*Task to complete*.
Copy out every line of the records below, requests included, and rescale each x and y coordinate in the answers by 1.05, rounding to the nearest whole number with halves rounded up.
Start
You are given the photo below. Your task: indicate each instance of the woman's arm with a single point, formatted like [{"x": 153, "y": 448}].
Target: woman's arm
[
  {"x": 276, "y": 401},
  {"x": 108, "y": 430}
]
End
*Written reply*.
You are given the photo below. Your task: indicate each instance of the woman's arm with a single point, formatted like [{"x": 153, "y": 448}].
Target: woman's arm
[
  {"x": 290, "y": 421},
  {"x": 113, "y": 452}
]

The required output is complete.